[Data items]
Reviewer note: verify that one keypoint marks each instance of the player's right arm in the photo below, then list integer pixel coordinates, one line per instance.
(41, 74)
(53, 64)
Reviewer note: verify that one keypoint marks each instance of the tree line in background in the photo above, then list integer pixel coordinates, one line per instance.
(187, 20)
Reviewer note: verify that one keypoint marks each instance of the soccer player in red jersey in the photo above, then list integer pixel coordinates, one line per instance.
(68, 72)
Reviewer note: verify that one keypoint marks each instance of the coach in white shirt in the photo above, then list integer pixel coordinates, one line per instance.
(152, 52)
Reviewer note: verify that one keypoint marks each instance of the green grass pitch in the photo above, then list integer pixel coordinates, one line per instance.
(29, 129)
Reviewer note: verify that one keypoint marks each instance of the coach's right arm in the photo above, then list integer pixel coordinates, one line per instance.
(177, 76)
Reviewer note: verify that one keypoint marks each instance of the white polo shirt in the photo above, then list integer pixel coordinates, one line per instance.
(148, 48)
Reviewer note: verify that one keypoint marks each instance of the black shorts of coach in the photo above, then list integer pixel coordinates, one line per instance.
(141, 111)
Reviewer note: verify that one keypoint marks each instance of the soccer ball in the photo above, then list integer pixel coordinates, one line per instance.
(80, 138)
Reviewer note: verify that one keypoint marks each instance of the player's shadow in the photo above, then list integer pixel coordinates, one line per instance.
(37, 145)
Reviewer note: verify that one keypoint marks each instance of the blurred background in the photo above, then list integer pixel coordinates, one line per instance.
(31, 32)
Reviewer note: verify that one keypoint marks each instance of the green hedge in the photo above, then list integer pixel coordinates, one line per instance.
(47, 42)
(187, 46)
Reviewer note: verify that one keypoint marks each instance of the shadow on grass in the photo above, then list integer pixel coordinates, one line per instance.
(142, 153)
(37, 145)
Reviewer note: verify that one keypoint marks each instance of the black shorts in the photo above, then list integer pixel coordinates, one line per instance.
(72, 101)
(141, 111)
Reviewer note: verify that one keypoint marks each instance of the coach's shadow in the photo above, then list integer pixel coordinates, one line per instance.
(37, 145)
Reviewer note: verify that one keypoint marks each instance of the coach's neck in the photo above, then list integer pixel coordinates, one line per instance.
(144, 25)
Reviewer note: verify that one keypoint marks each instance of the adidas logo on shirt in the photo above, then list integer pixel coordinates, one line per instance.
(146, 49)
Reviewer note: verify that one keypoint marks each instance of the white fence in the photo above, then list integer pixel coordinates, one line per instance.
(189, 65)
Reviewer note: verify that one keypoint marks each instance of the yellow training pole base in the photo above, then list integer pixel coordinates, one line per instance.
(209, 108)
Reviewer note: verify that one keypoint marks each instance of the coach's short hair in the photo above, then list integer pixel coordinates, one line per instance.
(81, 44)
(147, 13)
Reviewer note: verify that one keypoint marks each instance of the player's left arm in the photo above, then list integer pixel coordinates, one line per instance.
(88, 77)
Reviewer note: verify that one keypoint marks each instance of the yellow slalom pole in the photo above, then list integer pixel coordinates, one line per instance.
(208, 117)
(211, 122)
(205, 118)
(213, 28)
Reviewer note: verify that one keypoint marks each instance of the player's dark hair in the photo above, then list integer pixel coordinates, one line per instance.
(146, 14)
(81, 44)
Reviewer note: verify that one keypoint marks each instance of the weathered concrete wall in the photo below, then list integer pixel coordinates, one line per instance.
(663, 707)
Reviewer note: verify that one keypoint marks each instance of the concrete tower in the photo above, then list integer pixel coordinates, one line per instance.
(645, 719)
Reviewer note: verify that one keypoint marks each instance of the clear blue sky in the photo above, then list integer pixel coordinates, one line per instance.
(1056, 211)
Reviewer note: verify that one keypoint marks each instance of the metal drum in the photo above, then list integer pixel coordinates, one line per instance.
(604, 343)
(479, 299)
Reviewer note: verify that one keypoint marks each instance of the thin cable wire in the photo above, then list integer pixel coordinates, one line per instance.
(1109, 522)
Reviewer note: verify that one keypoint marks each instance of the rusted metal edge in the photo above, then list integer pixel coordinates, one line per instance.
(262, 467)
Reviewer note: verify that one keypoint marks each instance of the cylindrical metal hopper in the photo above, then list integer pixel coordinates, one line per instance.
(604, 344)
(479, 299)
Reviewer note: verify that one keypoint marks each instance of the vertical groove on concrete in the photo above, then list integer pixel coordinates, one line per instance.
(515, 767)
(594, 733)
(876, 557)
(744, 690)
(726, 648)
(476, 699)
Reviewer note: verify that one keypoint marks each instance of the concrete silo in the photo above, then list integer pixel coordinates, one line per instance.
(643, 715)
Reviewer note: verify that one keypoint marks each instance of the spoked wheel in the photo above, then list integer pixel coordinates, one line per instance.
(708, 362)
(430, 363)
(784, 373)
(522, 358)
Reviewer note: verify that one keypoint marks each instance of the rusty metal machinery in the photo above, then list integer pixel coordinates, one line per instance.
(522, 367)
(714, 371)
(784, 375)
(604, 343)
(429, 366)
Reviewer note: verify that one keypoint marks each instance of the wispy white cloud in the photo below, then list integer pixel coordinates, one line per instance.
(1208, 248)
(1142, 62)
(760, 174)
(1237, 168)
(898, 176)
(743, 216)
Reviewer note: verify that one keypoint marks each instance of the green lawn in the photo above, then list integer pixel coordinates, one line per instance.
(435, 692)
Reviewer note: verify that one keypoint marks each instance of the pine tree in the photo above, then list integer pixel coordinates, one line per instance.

Short exercise
Render every line of the listing above as a numbered list, omitting any blank lines.

Exercise output
1. Reviewer note: verify that one keypoint marks each instance of the player's right arm in the photo below, then list integer pixel coordinates, one line per instance.
2. (41, 74)
3. (53, 64)
4. Reviewer note: verify that one keypoint marks each instance of the tree line in background in the photo above, then list integer pixel coordinates, one line per instance.
5. (187, 20)
6. Reviewer note: verify that one keypoint marks each instance of the soccer player in red jersey in the photo above, then list integer pixel coordinates, one line per instance.
7. (68, 72)
8. Reviewer note: verify that one keypoint marks each instance of the coach in white shirt in the photo above, then list integer pixel coordinates, one line per instance.
9. (152, 52)
10. Reviewer note: verify that one keypoint marks each instance of the green grass pitch in the photo above, then list integer pixel coordinates, one line per instance.
11. (29, 129)
12. Reviewer note: verify that one keypoint marks each instance of the coach's right arm in the photo above, then list integer pixel coordinates, one line per instance.
13. (177, 76)
14. Reviewer note: verify that one keypoint marks each instance of the white polo shirt in the photo above, then list integer pixel coordinates, one line per instance.
15. (148, 48)
16. Reviewer note: verify that one keypoint marks each instance of the black shorts of coach in the photo above, then list integer pixel coordinates, one line per instance.
17. (141, 111)
18. Reviewer note: verify that one keypoint marks each instance of the soccer ball in the photo above, then list integer pixel coordinates, one line per instance.
19. (80, 138)
20. Reviewer note: verify that one keypoint marks each instance of the player's shadow in the photo above, then list integer pixel coordinates, one line per instance.
21. (37, 145)
22. Reviewer note: verify that one keypoint marks each instance of the blurred background in the photo above, then list integer pixel coordinates, one line per instance.
23. (31, 32)
24. Reviewer note: verify that one keypoint marks each instance of the green hedge in the photo above, then list integer pixel coordinates, one line per instance.
25. (47, 42)
26. (187, 46)
27. Reviewer note: verify that one keypoint marks each instance of the shadow on grass in the photo above, then list integer pixel coordinates, one line per instance.
28. (142, 153)
29. (37, 145)
30. Reviewer note: verify that one keypoint marks each instance of the black shorts in the photo above, then list integer pixel coordinates, one line per instance.
31. (72, 101)
32. (141, 111)
33. Reviewer note: verify that one keypoint marks each instance of the coach's shadow in the photo above, then list integer pixel coordinates, one line per instance.
34. (37, 145)
35. Reviewer note: verify that one keypoint marks each instance of the coach's neck in the photo above, then list integer pixel coordinates, one line per instance.
36. (144, 25)
37. Reviewer note: verify that one keypoint marks each instance of the adidas logo on shirt in the photo above, then list integer pixel coordinates, one line per instance.
38. (146, 49)
39. Reviewer note: verify that one keypoint marks each instance of the white fence in the photo above, then list integer pixel coordinates, one line per instance.
40. (189, 65)
41. Reviewer note: verify that one keypoint marks each instance of the yellow training pole base in the photo above, then list integer pixel coordinates, one line per instance.
42. (209, 108)
43. Reviewer note: verify that one keypoint marks each instance of the coach's short hair in the photo above, then list integer pixel coordinates, one line per instance.
44. (81, 44)
45. (147, 13)
46. Reviewer note: verify that one keypoint marks each instance of the player's left arm in the photo above, then list integer pixel coordinates, one line per instance.
47. (88, 77)
48. Reviewer note: verify that one keypoint marks each instance of the yellow slalom pole in the photo above, then list integer pixel coordinates, one line per instance.
49. (208, 117)
50. (211, 122)
51. (205, 118)
52. (213, 28)
53. Reviewer note: verify that one keypoint marks each instance of the player's dark hair in the photo above, then list integer pixel coordinates, one line per instance.
54. (146, 14)
55. (81, 44)
56. Reviewer note: verify that one keypoint marks each instance of the weathered concrete wall in the photo below, then list integer pixel coordinates, one line per instance.
57. (663, 707)
58. Reviewer note: verify that one keypoint marks each instance of the concrete tower in the photo above, then list integer pixel coordinates, one line per instance.
59. (645, 719)
60. Reviewer note: verify that one keypoint marks each instance of the clear blue sky in the photo above, then list integer pixel coordinates, one line per instance.
61. (1056, 211)
62. Reviewer note: verify that one keypoint marks each instance of the metal drum in the photo above, then list integer pixel coordinates, one line per instance.
63. (604, 343)
64. (479, 299)
65. Reviewer note: verify that one keypoint marks each instance of the thin cable wire in the photo above, then list integer pixel coordinates, one line per instance.
66. (1109, 522)
67. Reviewer note: verify that one keypoint marks each instance of the rusted metal edge in the photo above, then list integer pixel coordinates, one line per instance.
68. (262, 467)
69. Reviewer note: verify that one keypoint marks each instance of the cylindrical metal hopper in the photo above, then list integer pixel coordinates, one line per instance.
70. (604, 344)
71. (479, 299)
72. Reviewer note: verify that one keypoint marks each instance of the vertical groove on concrete in the photo above, then list integer pixel coordinates, one line per instance.
73. (515, 767)
74. (594, 733)
75. (876, 557)
76. (744, 690)
77. (726, 648)
78. (476, 699)
79. Reviewer note: verify that one keypoint marks each instance of the concrete silo in the photo above, then list integer pixel coordinates, one line per instance.
80. (643, 715)
81. Reviewer note: verify that one keypoint marks each instance of the spoked wheel in the photo above, then list integer pixel coordinates, one line per instance.
82. (708, 362)
83. (430, 363)
84. (784, 373)
85. (522, 358)
86. Reviewer note: verify that one keypoint marks each instance of the rusty metal machinery in the photo above, then list integer pixel coordinates, one line per instance.
87. (522, 367)
88. (714, 371)
89. (784, 375)
90. (604, 343)
91. (429, 366)
92. Reviewer note: verify that one keypoint marks each instance of the wispy white cloud in the photo below, then list integer pixel coordinates, one line per instance.
93. (1208, 248)
94. (1142, 62)
95. (760, 174)
96. (1237, 168)
97. (898, 176)
98. (743, 216)
99. Reviewer note: verify that one keypoint marks each instance of the green lawn in the photo above, then list integer pixel coordinates, one line per instance.
100. (435, 692)
101. Reviewer note: verify that one keypoint marks each instance of the pine tree in the photo above, then list integer pixel coordinates, one line per instance.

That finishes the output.